-- Start of Excerpted records --

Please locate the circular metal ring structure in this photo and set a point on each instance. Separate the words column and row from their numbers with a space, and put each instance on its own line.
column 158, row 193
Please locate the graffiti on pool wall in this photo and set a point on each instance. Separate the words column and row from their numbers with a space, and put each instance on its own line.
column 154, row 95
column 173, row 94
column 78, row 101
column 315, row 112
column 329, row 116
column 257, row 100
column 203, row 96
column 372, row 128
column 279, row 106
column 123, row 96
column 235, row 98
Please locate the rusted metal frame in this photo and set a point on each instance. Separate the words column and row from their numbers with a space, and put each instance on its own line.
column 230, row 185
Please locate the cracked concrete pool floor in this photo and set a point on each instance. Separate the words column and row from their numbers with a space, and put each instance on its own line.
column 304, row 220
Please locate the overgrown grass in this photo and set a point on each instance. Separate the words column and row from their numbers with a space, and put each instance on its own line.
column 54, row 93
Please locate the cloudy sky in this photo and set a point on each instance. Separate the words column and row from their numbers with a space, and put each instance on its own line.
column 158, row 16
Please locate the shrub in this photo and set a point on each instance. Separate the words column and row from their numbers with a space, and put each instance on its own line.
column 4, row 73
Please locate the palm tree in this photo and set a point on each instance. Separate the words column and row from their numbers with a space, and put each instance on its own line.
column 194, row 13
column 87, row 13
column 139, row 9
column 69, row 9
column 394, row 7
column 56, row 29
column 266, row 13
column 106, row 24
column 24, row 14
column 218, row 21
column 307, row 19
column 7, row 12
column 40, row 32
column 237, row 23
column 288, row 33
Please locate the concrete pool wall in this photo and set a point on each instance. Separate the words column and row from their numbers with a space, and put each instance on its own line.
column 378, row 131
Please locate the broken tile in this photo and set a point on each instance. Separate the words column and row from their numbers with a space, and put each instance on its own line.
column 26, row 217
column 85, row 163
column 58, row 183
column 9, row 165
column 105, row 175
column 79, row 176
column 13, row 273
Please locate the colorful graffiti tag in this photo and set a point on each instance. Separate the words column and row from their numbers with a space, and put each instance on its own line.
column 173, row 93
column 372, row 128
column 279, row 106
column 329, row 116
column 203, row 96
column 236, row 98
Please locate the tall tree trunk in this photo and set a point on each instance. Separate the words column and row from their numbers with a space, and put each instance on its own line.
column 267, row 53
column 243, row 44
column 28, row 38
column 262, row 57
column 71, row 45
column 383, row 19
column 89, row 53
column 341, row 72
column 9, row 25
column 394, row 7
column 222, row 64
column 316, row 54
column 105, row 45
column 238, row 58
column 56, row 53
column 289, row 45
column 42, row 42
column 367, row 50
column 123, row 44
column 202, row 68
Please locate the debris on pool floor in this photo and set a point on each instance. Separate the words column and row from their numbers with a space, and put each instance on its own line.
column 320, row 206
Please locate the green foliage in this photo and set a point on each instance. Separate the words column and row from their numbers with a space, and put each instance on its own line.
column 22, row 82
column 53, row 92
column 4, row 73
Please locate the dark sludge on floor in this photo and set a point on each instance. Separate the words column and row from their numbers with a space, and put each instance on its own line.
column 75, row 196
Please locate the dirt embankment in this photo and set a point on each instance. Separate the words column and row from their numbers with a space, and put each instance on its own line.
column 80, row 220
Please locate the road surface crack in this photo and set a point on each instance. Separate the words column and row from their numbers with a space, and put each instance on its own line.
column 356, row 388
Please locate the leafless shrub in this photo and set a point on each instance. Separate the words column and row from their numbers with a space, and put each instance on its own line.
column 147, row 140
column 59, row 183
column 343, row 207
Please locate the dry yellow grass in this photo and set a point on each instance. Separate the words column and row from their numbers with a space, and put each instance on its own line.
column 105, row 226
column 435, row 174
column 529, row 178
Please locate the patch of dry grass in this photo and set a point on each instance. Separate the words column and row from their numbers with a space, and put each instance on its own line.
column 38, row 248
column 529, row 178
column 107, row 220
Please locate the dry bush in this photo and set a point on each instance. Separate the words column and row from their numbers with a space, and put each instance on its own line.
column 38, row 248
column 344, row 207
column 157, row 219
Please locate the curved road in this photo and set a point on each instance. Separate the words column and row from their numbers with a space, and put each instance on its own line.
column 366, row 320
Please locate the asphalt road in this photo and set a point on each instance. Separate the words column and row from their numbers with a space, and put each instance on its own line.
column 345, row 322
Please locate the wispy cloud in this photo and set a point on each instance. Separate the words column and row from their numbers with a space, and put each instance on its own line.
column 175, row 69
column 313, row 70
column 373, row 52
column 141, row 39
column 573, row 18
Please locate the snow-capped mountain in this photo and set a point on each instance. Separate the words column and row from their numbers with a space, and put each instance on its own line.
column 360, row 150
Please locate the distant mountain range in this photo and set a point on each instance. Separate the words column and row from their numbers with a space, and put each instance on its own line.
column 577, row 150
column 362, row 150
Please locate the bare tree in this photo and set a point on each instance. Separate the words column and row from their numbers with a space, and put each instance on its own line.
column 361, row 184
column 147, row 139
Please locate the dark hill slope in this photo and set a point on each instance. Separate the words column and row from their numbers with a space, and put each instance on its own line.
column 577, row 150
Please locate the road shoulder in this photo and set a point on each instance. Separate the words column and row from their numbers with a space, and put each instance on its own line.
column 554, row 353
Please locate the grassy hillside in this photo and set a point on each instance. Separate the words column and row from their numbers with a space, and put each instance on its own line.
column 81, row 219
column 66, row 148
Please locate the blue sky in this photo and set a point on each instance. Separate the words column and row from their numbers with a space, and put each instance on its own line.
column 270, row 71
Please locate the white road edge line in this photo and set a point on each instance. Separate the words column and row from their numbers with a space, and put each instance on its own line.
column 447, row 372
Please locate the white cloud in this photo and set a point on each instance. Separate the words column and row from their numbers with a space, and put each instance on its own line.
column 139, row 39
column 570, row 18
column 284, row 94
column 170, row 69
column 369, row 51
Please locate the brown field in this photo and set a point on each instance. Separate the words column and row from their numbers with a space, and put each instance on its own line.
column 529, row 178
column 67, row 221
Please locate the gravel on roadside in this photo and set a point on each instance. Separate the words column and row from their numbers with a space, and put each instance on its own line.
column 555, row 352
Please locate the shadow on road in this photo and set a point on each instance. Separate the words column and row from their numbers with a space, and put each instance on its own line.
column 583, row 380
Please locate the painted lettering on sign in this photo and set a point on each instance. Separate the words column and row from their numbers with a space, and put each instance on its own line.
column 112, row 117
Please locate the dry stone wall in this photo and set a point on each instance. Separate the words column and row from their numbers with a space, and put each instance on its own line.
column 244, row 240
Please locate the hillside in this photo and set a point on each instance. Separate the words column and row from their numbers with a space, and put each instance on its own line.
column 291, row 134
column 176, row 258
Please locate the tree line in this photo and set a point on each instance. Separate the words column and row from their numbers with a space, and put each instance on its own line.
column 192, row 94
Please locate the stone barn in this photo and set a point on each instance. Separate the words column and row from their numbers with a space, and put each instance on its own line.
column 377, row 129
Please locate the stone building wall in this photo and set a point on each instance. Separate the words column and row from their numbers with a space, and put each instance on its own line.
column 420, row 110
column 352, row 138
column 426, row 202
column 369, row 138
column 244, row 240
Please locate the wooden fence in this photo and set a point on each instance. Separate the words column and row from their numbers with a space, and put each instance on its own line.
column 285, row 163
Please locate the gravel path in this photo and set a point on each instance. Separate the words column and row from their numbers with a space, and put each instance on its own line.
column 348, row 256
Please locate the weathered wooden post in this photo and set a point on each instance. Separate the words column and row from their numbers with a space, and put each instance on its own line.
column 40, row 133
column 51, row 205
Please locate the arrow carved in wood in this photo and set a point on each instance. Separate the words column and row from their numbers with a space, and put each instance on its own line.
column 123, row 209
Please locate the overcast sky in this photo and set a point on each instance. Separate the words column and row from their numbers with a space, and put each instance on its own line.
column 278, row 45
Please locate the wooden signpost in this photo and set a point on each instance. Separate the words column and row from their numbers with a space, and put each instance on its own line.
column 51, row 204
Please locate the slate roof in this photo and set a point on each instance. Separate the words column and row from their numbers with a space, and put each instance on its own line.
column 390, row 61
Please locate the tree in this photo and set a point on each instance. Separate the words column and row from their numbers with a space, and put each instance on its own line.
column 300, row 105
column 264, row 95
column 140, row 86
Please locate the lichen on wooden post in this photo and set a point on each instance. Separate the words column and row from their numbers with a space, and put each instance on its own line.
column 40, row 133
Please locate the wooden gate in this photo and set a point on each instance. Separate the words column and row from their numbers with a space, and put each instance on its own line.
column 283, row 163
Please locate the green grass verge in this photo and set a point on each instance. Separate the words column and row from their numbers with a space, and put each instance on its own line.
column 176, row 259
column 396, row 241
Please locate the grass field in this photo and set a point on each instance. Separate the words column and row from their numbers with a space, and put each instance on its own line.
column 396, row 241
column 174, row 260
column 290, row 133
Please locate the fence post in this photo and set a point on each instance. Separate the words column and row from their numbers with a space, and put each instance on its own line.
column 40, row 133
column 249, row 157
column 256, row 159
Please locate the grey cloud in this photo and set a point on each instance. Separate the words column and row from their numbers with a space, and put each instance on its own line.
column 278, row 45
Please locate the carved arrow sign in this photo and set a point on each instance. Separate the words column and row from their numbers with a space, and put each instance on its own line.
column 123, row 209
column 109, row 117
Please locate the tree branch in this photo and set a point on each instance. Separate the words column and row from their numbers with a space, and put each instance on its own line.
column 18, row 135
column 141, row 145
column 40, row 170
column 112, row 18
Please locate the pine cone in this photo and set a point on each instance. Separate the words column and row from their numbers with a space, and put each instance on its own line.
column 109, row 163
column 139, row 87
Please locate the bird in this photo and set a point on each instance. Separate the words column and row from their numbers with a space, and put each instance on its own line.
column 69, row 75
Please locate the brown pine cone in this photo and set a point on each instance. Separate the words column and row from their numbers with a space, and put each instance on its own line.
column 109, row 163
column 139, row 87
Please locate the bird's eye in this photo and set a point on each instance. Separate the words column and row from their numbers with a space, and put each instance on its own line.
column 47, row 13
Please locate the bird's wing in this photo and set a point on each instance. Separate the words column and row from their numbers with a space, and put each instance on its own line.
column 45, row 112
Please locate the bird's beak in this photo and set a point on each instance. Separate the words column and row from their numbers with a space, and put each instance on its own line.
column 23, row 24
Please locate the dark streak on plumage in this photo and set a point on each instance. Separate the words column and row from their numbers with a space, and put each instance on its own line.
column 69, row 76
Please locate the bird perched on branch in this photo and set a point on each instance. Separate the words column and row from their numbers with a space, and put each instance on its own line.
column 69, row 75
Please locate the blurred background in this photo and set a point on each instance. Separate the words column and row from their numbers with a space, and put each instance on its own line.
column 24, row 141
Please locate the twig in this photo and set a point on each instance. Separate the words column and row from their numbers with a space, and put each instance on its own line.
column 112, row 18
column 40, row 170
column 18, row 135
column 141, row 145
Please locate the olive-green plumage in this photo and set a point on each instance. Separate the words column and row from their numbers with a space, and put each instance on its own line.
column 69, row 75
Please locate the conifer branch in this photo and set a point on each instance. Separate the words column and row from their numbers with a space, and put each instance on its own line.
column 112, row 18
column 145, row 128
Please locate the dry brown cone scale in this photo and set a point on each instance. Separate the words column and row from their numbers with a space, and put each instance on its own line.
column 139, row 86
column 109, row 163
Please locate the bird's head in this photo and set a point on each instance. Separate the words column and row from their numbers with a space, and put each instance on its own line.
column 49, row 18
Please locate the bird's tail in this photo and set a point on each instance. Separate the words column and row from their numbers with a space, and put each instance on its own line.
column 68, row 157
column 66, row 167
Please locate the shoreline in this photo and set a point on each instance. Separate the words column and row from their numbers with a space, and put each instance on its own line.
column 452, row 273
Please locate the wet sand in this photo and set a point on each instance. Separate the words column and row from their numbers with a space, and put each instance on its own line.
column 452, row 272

-- End of Excerpted records --

Return, unchanged, the lines of the records starting at the one containing "Please locate the arrow" and ending at the one containing "column 390, row 61", both included.

Please locate the arrow carved in wood in this photo and set a point on each instance. Separate the words column and row from their numbers with a space, and put each instance on its own line.
column 123, row 209
Please locate the overcast sky in this photo and set a point on each instance. Separate the words column and row from their numbers with a space, and put each instance on its own line.
column 278, row 45
Please locate the wooden signpost in this photo and set a point on each instance. Separate the words column and row from their numbers with a space, and put each instance on its own line.
column 51, row 204
Please locate the slate roof in this photo and set a point on each instance. Separate the words column and row from their numbers with a space, and put each instance on its own line.
column 390, row 61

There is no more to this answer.